Required tasks:
1) For the laser hair removal passage, decide whether each statement agrees with it: (a) dermatologic surgeons carried out 1.6 million treatments in 2011; (b) federal guidelines currently govern laser hair removal; (c) in Maine only a physician may operate a laser for hair removal. Answer yes or no for each and quote the words that decide it.
2) Please shorten the paragraph of the laser hair removal passage that begins "Although currently there are no federal guidelines" and keep its main facts.

**** Given passage

Laser hair removal has ballooned in popularity since becoming commercially available in the mid-1990s. But this rise in popularity has a downside - a dramatic rise in litigation, particularly against non-medically trained practitioners.
Laser hair removal is now one of the most common cosmetic procedures carried out in the US. Researchers from the University of California, Los Angeles, state that in 2011, dermatologic surgeons carried out 1.6 million treatments.
But that is just the tip of the iceberg, as many more treatments were performed by physicians from other disciplines and nonphysician operators (NPOs).
Although currently there are no federal guidelines for laser hair removal or cosmetic laser procedures, more and more states are drafting laws to regulate this practice. A new study, published in JAMA Dermatology this month, warns practitioners to be aware of the state laws.
In the study, Dr. H. Ray Jalian and his team point out the inherent dangers of the ambiguity with the state laws, saying:
"For example, in Maine only a physician may operate a laser for hair removal. At the other end of the spectrum, Nevada as of June 2011 had no regulations regarding the use of a laser."

********
**** Data provided

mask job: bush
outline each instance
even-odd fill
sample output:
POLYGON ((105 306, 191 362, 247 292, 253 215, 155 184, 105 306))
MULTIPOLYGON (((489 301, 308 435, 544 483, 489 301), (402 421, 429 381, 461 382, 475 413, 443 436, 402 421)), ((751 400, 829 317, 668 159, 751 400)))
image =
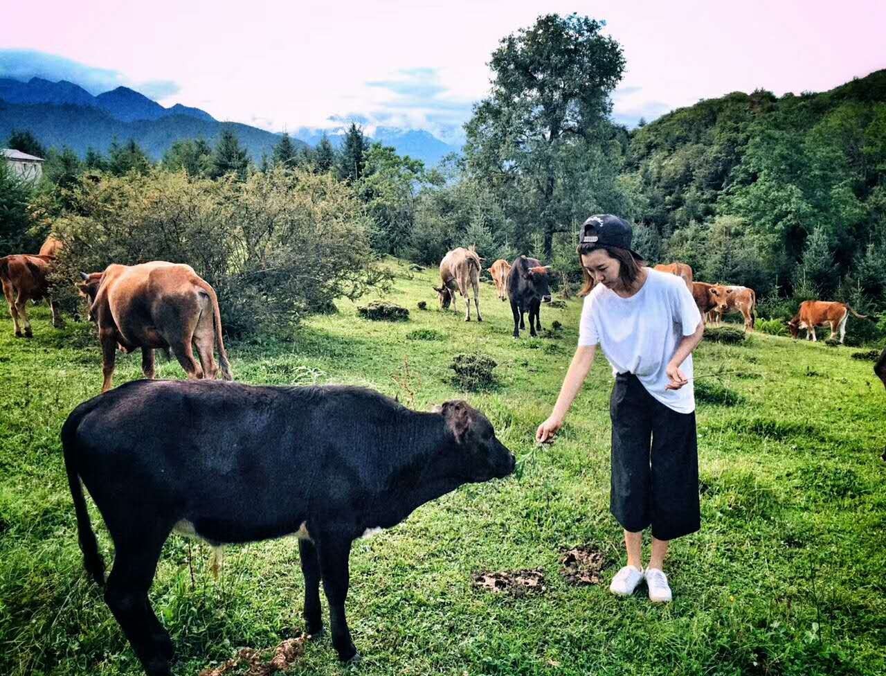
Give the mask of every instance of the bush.
POLYGON ((493 369, 497 366, 491 358, 474 353, 455 355, 449 368, 455 372, 455 385, 462 389, 478 390, 495 383, 493 369))
POLYGON ((446 334, 432 328, 416 328, 406 334, 408 341, 445 341, 446 334))
POLYGON ((385 287, 370 264, 366 218, 351 188, 329 175, 276 168, 245 181, 97 175, 74 190, 54 230, 65 243, 55 280, 111 263, 185 263, 219 296, 233 336, 283 332, 338 297, 385 287))
POLYGON ((719 328, 705 326, 704 328, 704 340, 711 342, 725 342, 727 345, 734 345, 743 342, 745 337, 744 331, 732 326, 720 326, 719 328))
POLYGON ((744 397, 719 382, 696 381, 694 384, 696 401, 715 404, 719 406, 735 406, 744 402, 744 397))
POLYGON ((372 301, 369 305, 357 308, 357 314, 364 319, 374 321, 408 321, 409 310, 385 301, 372 301))
POLYGON ((859 361, 879 361, 880 350, 866 350, 864 352, 852 352, 851 357, 859 361))
POLYGON ((761 334, 769 335, 788 335, 788 326, 781 319, 758 319, 756 328, 761 334))

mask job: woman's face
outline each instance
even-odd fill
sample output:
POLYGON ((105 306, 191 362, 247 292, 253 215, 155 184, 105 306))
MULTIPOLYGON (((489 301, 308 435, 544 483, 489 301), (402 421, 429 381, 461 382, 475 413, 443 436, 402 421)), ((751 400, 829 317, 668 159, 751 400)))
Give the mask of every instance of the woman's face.
POLYGON ((606 249, 595 248, 589 254, 582 254, 581 264, 597 284, 602 284, 610 289, 621 285, 621 280, 618 279, 621 263, 610 256, 606 249))

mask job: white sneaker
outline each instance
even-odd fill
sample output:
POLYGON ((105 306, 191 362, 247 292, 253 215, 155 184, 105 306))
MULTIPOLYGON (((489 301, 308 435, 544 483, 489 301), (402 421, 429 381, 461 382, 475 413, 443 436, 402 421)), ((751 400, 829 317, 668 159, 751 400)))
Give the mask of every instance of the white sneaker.
POLYGON ((618 596, 630 596, 643 580, 643 571, 633 566, 625 566, 612 578, 610 591, 618 596))
POLYGON ((667 576, 657 568, 646 569, 646 586, 649 588, 649 601, 653 603, 666 603, 671 601, 671 587, 667 576))

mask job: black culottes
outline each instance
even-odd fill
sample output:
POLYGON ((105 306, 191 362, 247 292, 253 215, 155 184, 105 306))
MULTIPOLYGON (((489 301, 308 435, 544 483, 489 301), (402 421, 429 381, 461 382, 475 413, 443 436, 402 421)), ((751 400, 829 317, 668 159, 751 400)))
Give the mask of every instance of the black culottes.
POLYGON ((678 413, 618 373, 610 399, 610 510, 626 531, 670 540, 701 527, 696 413, 678 413))

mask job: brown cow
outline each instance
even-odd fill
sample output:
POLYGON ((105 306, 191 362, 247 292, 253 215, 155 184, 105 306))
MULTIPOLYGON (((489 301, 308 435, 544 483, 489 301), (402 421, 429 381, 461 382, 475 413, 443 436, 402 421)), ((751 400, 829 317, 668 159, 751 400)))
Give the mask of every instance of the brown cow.
POLYGON ((61 240, 57 240, 52 235, 50 235, 40 248, 40 255, 57 256, 64 246, 61 243, 61 240))
POLYGON ((815 335, 815 327, 823 324, 829 324, 831 327, 830 338, 840 332, 840 342, 846 337, 846 318, 849 313, 858 317, 859 319, 867 319, 867 315, 859 315, 844 303, 832 303, 828 301, 804 301, 800 303, 800 311, 794 315, 794 318, 788 322, 788 328, 790 334, 797 338, 800 334, 800 329, 806 329, 806 339, 815 342, 818 338, 815 335))
POLYGON ((499 299, 503 301, 508 297, 508 273, 510 272, 510 263, 504 258, 499 258, 489 268, 489 273, 495 282, 495 290, 499 299))
POLYGON ((55 302, 49 296, 49 279, 55 256, 35 255, 32 254, 12 254, 0 258, 0 280, 3 293, 9 303, 9 313, 12 315, 12 325, 17 338, 31 338, 31 321, 27 318, 27 302, 46 298, 52 310, 52 326, 61 328, 65 322, 55 302), (22 332, 24 328, 24 332, 22 332))
POLYGON ((222 377, 231 380, 215 291, 190 265, 152 261, 81 274, 83 281, 77 288, 91 302, 89 318, 98 325, 103 392, 111 389, 118 344, 127 352, 142 349, 145 378, 154 377, 154 350, 172 348, 188 378, 197 379, 214 378, 218 372, 214 342, 222 377), (197 345, 199 364, 191 343, 197 345))
POLYGON ((689 289, 689 292, 692 292, 692 268, 685 263, 671 263, 666 265, 659 263, 656 265, 655 269, 661 272, 670 272, 672 275, 677 275, 677 277, 686 282, 686 287, 689 289))
POLYGON ((753 331, 757 321, 757 294, 747 287, 726 287, 715 284, 711 295, 717 301, 713 310, 714 321, 723 321, 723 315, 728 312, 741 312, 744 317, 744 330, 753 331))
POLYGON ((698 311, 702 313, 702 317, 704 318, 705 322, 709 320, 710 313, 717 307, 717 301, 711 294, 711 289, 713 287, 713 284, 707 284, 706 282, 692 282, 692 297, 695 299, 696 305, 698 306, 698 311))
MULTIPOLYGON (((455 291, 457 290, 463 297, 467 306, 464 316, 465 321, 470 321, 470 299, 468 298, 468 284, 474 289, 474 306, 477 308, 477 321, 483 321, 480 315, 480 262, 482 259, 477 252, 470 248, 459 247, 447 253, 440 261, 440 281, 442 286, 439 288, 434 287, 434 291, 440 302, 440 308, 446 310, 452 303, 452 309, 455 310, 455 291)), ((457 311, 457 310, 456 310, 457 311)))

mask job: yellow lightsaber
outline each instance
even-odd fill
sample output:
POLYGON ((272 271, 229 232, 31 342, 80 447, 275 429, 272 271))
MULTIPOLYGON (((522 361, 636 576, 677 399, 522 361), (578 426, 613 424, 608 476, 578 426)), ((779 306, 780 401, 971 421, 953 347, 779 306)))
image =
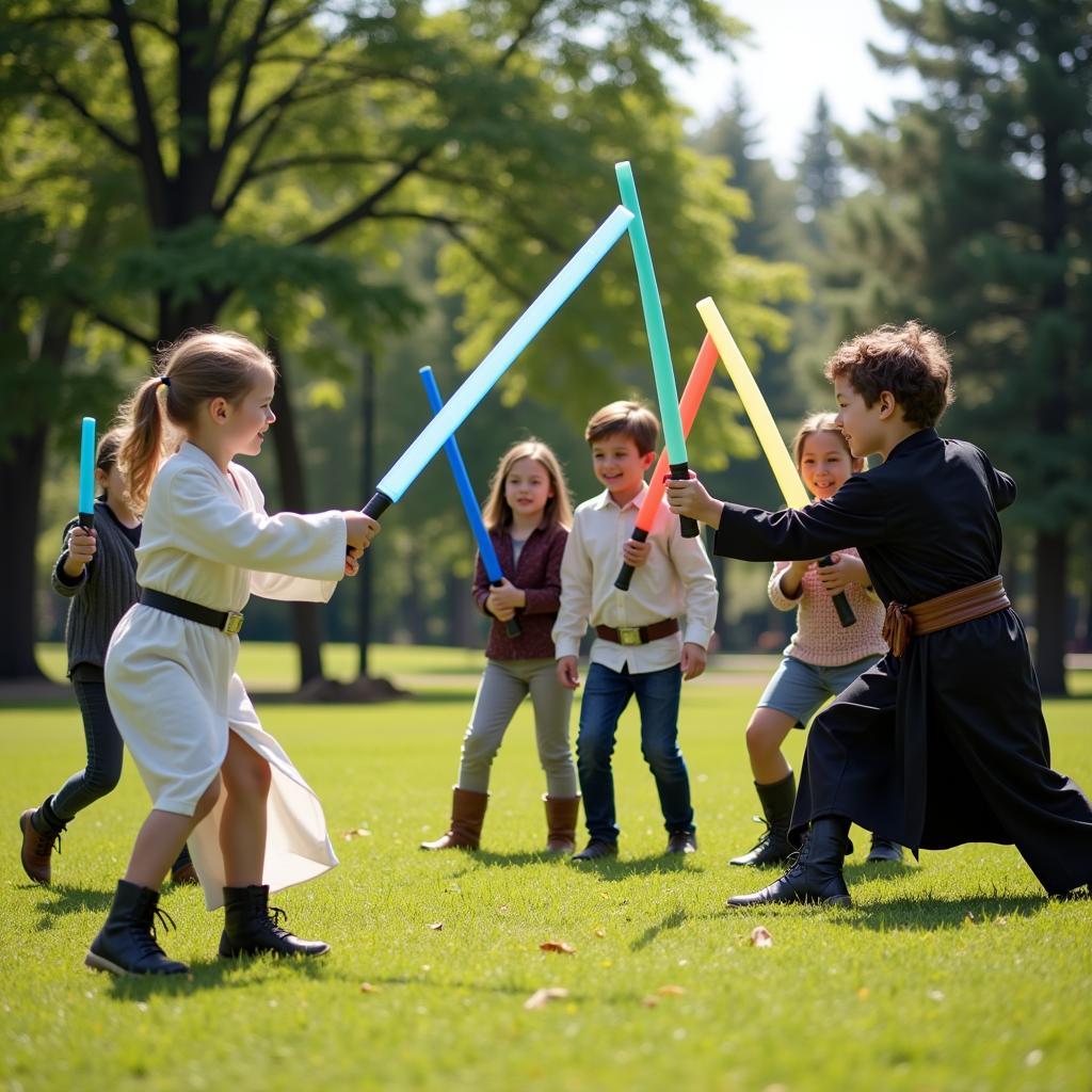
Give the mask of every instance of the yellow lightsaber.
MULTIPOLYGON (((744 404, 744 410, 747 411, 747 416, 750 417, 751 427, 755 429, 758 442, 762 447, 762 453, 773 471, 773 476, 778 479, 785 503, 790 508, 804 508, 808 503, 807 489, 804 488, 804 483, 800 482, 800 477, 796 473, 793 456, 788 453, 788 448, 785 447, 781 432, 778 431, 773 414, 770 413, 770 407, 765 404, 765 399, 762 397, 762 392, 759 390, 750 368, 747 367, 747 361, 744 359, 743 353, 739 352, 739 346, 736 345, 732 331, 728 330, 727 323, 721 317, 716 304, 709 296, 698 302, 698 313, 701 316, 701 321, 705 323, 709 336, 713 339, 713 344, 724 361, 724 367, 728 369, 728 376, 739 395, 739 401, 744 404)), ((824 557, 819 561, 819 565, 833 565, 833 562, 829 557, 824 557)), ((832 598, 842 626, 852 626, 857 620, 857 616, 853 613, 853 607, 850 606, 845 593, 838 592, 832 598)))

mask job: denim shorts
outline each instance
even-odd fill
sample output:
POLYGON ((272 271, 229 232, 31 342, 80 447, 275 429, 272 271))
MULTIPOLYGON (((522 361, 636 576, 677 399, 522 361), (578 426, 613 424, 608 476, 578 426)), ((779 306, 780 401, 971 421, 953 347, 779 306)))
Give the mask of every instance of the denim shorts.
POLYGON ((865 656, 852 664, 818 667, 795 656, 785 656, 758 700, 759 709, 775 709, 796 719, 803 728, 828 698, 840 695, 858 675, 880 657, 865 656))

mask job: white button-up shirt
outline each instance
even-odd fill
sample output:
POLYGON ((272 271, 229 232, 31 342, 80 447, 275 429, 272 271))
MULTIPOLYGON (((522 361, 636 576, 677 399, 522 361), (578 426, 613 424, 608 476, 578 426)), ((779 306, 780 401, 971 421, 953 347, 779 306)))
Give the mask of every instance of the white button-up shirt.
POLYGON ((592 663, 632 674, 662 670, 679 663, 682 642, 708 648, 716 621, 716 579, 701 537, 684 538, 678 518, 661 503, 649 535, 649 560, 637 569, 629 591, 614 586, 622 566, 621 549, 633 535, 648 485, 622 508, 605 489, 575 511, 561 561, 561 608, 554 626, 556 655, 574 656, 589 624, 651 626, 679 618, 679 632, 648 644, 624 645, 596 638, 592 663), (680 616, 685 615, 685 619, 680 616))

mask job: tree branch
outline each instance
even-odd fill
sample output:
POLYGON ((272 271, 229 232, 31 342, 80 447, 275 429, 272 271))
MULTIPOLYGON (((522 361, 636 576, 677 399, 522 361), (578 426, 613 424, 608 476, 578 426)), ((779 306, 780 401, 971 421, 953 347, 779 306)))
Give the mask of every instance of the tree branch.
POLYGON ((83 99, 80 98, 75 92, 66 87, 52 72, 44 72, 43 75, 45 75, 46 80, 48 80, 52 85, 57 96, 59 98, 63 98, 64 102, 73 107, 73 109, 75 109, 81 117, 90 121, 111 144, 115 145, 115 147, 121 149, 121 151, 128 155, 133 155, 138 158, 140 157, 140 149, 135 144, 127 141, 116 129, 108 126, 102 119, 95 117, 95 115, 87 108, 87 105, 83 102, 83 99))
POLYGON ((221 142, 222 149, 230 146, 235 139, 235 127, 239 122, 239 115, 242 112, 242 102, 247 97, 247 88, 250 86, 250 76, 254 69, 254 59, 258 56, 258 46, 261 41, 262 31, 265 22, 273 10, 275 0, 264 0, 262 10, 254 20, 254 27, 247 40, 242 44, 242 63, 239 68, 239 79, 235 85, 235 96, 232 99, 232 109, 228 111, 227 124, 224 127, 224 139, 221 142))
POLYGON ((139 157, 147 187, 149 210, 156 227, 168 225, 167 173, 159 155, 159 133, 155 124, 155 111, 144 81, 144 70, 136 56, 132 23, 124 0, 109 0, 114 25, 118 28, 118 44, 126 60, 133 112, 136 116, 139 157))

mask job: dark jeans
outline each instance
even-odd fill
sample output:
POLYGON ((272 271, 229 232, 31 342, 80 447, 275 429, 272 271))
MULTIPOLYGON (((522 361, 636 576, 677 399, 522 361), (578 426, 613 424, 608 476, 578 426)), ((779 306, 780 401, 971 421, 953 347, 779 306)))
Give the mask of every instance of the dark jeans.
MULTIPOLYGON (((88 804, 114 792, 121 778, 121 735, 114 723, 106 700, 103 669, 78 664, 72 672, 72 689, 83 714, 83 734, 87 741, 87 765, 73 773, 47 802, 47 814, 60 824, 71 822, 88 804)), ((174 867, 188 864, 189 851, 182 846, 174 867)))
POLYGON ((618 841, 615 822, 614 755, 618 717, 636 696, 641 711, 641 753, 656 780, 660 810, 668 833, 693 832, 690 778, 678 747, 679 692, 677 666, 630 675, 592 664, 584 680, 577 736, 577 771, 584 796, 587 833, 603 842, 618 841))

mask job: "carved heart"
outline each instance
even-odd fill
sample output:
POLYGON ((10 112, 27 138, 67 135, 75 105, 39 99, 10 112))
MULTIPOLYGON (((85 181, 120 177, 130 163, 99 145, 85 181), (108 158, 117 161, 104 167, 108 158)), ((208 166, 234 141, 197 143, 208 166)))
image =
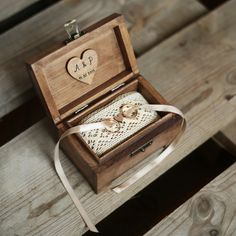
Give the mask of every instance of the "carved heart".
POLYGON ((83 83, 91 84, 98 64, 96 51, 88 49, 79 57, 71 58, 67 63, 67 71, 74 78, 83 83))

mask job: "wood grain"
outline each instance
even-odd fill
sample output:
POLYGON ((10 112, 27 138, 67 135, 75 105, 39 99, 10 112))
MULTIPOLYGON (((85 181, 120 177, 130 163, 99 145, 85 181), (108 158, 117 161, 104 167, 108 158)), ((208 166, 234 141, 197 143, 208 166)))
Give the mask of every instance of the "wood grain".
MULTIPOLYGON (((229 88, 236 91, 226 80, 235 70, 235 7, 235 0, 228 2, 138 60, 145 78, 185 112, 188 122, 178 147, 160 166, 121 194, 107 190, 96 195, 62 155, 66 174, 95 223, 236 117, 236 99, 225 99, 229 88)), ((43 120, 1 148, 0 232, 3 235, 15 232, 18 235, 76 235, 86 231, 53 169, 55 141, 49 127, 43 120)), ((114 184, 144 164, 135 166, 114 184)))
POLYGON ((37 0, 1 0, 0 1, 0 21, 16 14, 37 0))
POLYGON ((77 18, 80 27, 84 28, 113 12, 124 13, 132 31, 133 43, 139 38, 139 46, 135 44, 135 49, 140 52, 149 38, 152 38, 153 43, 158 42, 200 17, 206 10, 195 0, 67 0, 54 4, 0 36, 0 117, 32 97, 25 61, 63 42, 67 37, 63 24, 67 20, 77 18), (132 13, 132 9, 137 9, 137 6, 139 10, 132 13), (145 24, 142 27, 137 27, 140 25, 138 12, 144 16, 142 22, 145 24), (135 18, 130 18, 131 14, 135 18), (162 27, 152 26, 151 22, 161 24, 162 27), (145 29, 146 26, 148 29, 145 29))
POLYGON ((236 163, 145 236, 236 235, 236 163))

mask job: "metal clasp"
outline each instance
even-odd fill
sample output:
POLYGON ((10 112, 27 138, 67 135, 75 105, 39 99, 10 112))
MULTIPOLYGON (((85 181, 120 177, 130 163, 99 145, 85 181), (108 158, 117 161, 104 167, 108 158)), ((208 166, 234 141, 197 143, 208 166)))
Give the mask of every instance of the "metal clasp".
POLYGON ((78 23, 76 19, 70 20, 64 24, 64 29, 68 34, 68 40, 66 43, 71 42, 74 39, 77 39, 81 36, 78 23))

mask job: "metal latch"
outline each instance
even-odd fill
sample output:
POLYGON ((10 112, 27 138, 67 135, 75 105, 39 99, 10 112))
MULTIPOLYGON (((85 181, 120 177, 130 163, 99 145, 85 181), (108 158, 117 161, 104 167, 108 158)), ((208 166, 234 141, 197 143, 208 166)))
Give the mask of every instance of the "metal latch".
POLYGON ((66 22, 64 24, 64 29, 68 34, 68 40, 66 41, 66 43, 69 43, 82 35, 82 32, 79 30, 79 26, 76 19, 66 22))
POLYGON ((151 140, 151 141, 145 143, 144 145, 142 145, 141 147, 137 148, 136 150, 134 150, 133 152, 130 153, 130 156, 132 157, 132 156, 138 154, 139 152, 145 152, 145 149, 146 149, 148 146, 150 146, 150 145, 152 144, 152 142, 153 142, 153 141, 151 140))

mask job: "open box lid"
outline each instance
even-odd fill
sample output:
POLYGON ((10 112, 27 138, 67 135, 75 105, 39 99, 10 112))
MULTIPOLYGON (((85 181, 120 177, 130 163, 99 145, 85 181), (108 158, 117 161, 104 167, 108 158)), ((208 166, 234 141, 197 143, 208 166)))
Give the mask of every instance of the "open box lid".
POLYGON ((83 33, 31 64, 55 124, 139 72, 123 16, 113 14, 83 33))

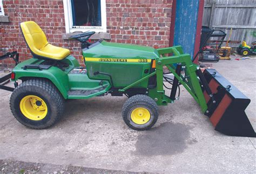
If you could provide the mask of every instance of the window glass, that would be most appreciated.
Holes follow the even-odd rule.
[[[73,28],[101,26],[100,0],[71,0]]]

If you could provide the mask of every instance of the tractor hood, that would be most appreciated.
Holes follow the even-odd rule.
[[[155,59],[159,57],[156,49],[136,45],[108,42],[103,40],[83,49],[84,57],[129,59]]]

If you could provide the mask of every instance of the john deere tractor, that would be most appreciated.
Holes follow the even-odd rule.
[[[247,45],[245,41],[243,41],[242,44],[237,48],[237,52],[244,56],[256,54],[256,41],[252,42],[251,47]]]
[[[244,111],[250,100],[215,70],[203,73],[181,46],[154,49],[102,39],[90,43],[88,39],[95,32],[86,32],[70,38],[82,43],[83,68],[69,50],[49,43],[35,22],[22,23],[21,28],[33,58],[17,64],[11,75],[15,88],[5,89],[13,91],[10,101],[13,115],[28,127],[53,125],[63,114],[65,100],[110,94],[128,97],[122,115],[129,127],[148,129],[157,120],[158,106],[174,102],[182,85],[216,130],[230,135],[255,136]],[[163,66],[174,78],[164,74]],[[18,84],[18,79],[22,83]],[[164,83],[172,85],[170,96]]]

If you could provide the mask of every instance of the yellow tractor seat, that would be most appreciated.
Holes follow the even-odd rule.
[[[69,49],[50,44],[44,32],[35,22],[22,23],[21,28],[26,42],[35,58],[59,61],[70,55]]]

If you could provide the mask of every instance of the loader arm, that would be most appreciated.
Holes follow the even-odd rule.
[[[184,54],[181,46],[157,49],[156,71],[127,86],[120,89],[124,92],[136,84],[156,75],[156,86],[149,89],[148,95],[158,105],[166,105],[176,99],[178,85],[181,84],[210,118],[216,130],[231,136],[255,137],[255,133],[245,110],[250,100],[214,69],[202,73],[198,65],[193,63],[190,55]],[[174,75],[171,96],[165,94],[163,67]],[[184,71],[184,75],[181,70]]]

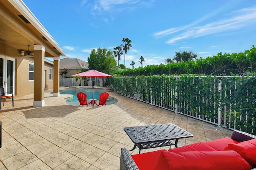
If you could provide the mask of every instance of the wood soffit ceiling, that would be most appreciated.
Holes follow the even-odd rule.
[[[19,50],[34,53],[34,45],[45,47],[46,57],[66,56],[60,51],[7,0],[0,2],[0,42]],[[59,47],[60,48],[60,47]],[[62,50],[62,49],[61,49]]]

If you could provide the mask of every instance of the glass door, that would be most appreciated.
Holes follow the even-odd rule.
[[[15,59],[0,55],[0,88],[14,95]]]
[[[4,58],[0,55],[0,88],[4,87]]]

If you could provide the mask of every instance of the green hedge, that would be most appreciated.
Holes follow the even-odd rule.
[[[124,76],[181,74],[230,75],[231,73],[242,75],[248,72],[255,71],[256,48],[254,45],[250,49],[243,53],[229,54],[220,52],[212,57],[200,57],[195,61],[126,69],[116,71],[115,74]]]
[[[256,134],[255,75],[114,76],[107,83],[122,95]]]

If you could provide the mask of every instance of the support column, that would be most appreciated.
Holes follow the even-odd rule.
[[[60,57],[53,57],[53,96],[60,96]]]
[[[42,45],[34,45],[34,80],[33,107],[44,106],[44,73],[45,47]]]

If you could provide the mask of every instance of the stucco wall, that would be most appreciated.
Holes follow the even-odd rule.
[[[52,69],[52,80],[50,79],[50,68]],[[53,65],[47,62],[44,62],[44,70],[45,73],[45,88],[44,90],[53,89]]]
[[[17,57],[16,95],[23,96],[34,93],[34,81],[28,80],[28,64],[29,62],[34,63],[34,58],[27,57]],[[50,68],[52,68],[52,80],[50,80]],[[44,90],[53,88],[53,65],[44,62],[46,70],[46,88]]]

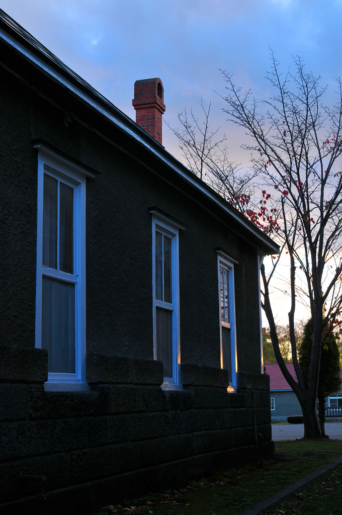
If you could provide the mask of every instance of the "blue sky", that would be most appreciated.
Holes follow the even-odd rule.
[[[342,0],[0,0],[0,7],[117,107],[134,118],[136,79],[160,77],[165,119],[186,106],[213,102],[232,159],[247,163],[243,134],[226,121],[220,68],[259,98],[269,48],[286,71],[299,55],[333,85],[340,74]],[[332,88],[333,89],[333,88]],[[199,113],[199,110],[198,111]],[[164,128],[164,144],[179,156]]]
[[[174,127],[184,107],[199,114],[201,98],[211,100],[212,128],[221,126],[232,160],[246,166],[246,136],[221,110],[220,69],[261,99],[270,93],[270,47],[284,72],[302,57],[331,94],[341,74],[342,0],[0,0],[0,8],[133,119],[137,79],[161,79]],[[163,144],[180,157],[165,125]],[[274,296],[282,323],[288,300]]]

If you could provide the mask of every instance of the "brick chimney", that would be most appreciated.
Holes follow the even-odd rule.
[[[132,104],[135,110],[136,123],[161,145],[162,116],[165,107],[160,79],[136,80]]]

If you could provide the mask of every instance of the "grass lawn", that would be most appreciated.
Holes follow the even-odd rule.
[[[342,455],[342,440],[283,440],[276,442],[275,445],[276,459],[264,461],[262,469],[249,465],[239,470],[224,471],[213,477],[190,481],[177,490],[150,493],[135,499],[113,499],[111,505],[98,510],[93,515],[108,513],[123,515],[138,511],[141,515],[169,515],[175,512],[178,515],[237,515]],[[295,501],[288,502],[292,505],[283,503],[279,509],[270,511],[270,514],[342,513],[342,469],[338,473],[339,475],[335,474],[335,483],[331,483],[330,478],[326,481],[326,485],[328,482],[333,484],[333,487],[329,487],[332,490],[328,490],[324,485],[317,487],[317,490],[316,487],[311,488],[306,499],[306,493],[302,499],[299,496]],[[337,482],[339,480],[337,477],[341,478],[340,483]],[[314,497],[316,494],[317,499]],[[336,495],[339,496],[336,497]],[[339,500],[337,504],[336,499]],[[330,504],[332,503],[331,507],[328,511],[319,511],[323,506],[319,503],[329,500]],[[306,501],[309,503],[308,511],[302,511]],[[332,505],[338,506],[339,511],[333,511]],[[312,508],[316,505],[318,507]]]
[[[294,499],[284,501],[267,515],[340,515],[342,467],[323,483],[313,485]]]

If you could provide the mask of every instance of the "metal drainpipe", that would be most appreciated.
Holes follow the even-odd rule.
[[[253,397],[253,414],[254,415],[254,433],[255,438],[255,457],[256,458],[256,462],[259,460],[259,451],[258,448],[258,428],[256,427],[256,411],[255,410],[255,398],[254,396],[254,390],[249,390],[247,388],[241,388],[241,390],[243,391],[251,391],[252,396]]]
[[[21,472],[20,479],[22,481],[26,479],[31,479],[32,481],[40,481],[42,485],[40,493],[37,494],[37,497],[40,499],[40,512],[41,515],[45,515],[45,504],[47,494],[46,494],[46,478],[45,476],[35,476],[30,474],[25,474],[25,472]]]
[[[252,390],[252,395],[253,396],[253,411],[254,413],[254,432],[255,436],[255,454],[256,462],[259,460],[259,451],[258,443],[258,430],[256,428],[256,412],[255,411],[255,398],[254,394],[254,390]]]

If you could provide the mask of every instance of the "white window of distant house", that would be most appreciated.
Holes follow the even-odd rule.
[[[155,359],[163,362],[164,386],[180,384],[178,232],[184,228],[155,209],[152,213],[152,291]]]
[[[36,346],[49,383],[86,383],[86,176],[44,145],[38,153]]]
[[[331,395],[329,399],[330,408],[342,408],[342,395]]]
[[[234,263],[228,256],[217,252],[221,368],[228,371],[229,384],[236,385],[236,334]]]

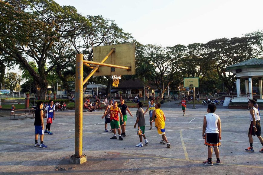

********

Answers by task:
1)
(a) Yes: "in 2011, dermatologic surgeons carried out 1.6 million treatments."
(b) No: "currently there are no federal guidelines for laser hair removal or cosmetic laser procedures"
(c) Yes: "in Maine only a physician may operate a laser for hair removal."

2) Laser hair removal and cosmetic laser procedures have no federal guidelines, but more and more states are drafting laws to regulate the practice. A new study in JAMA Dermatology this month warns practitioners to be aware of the state laws.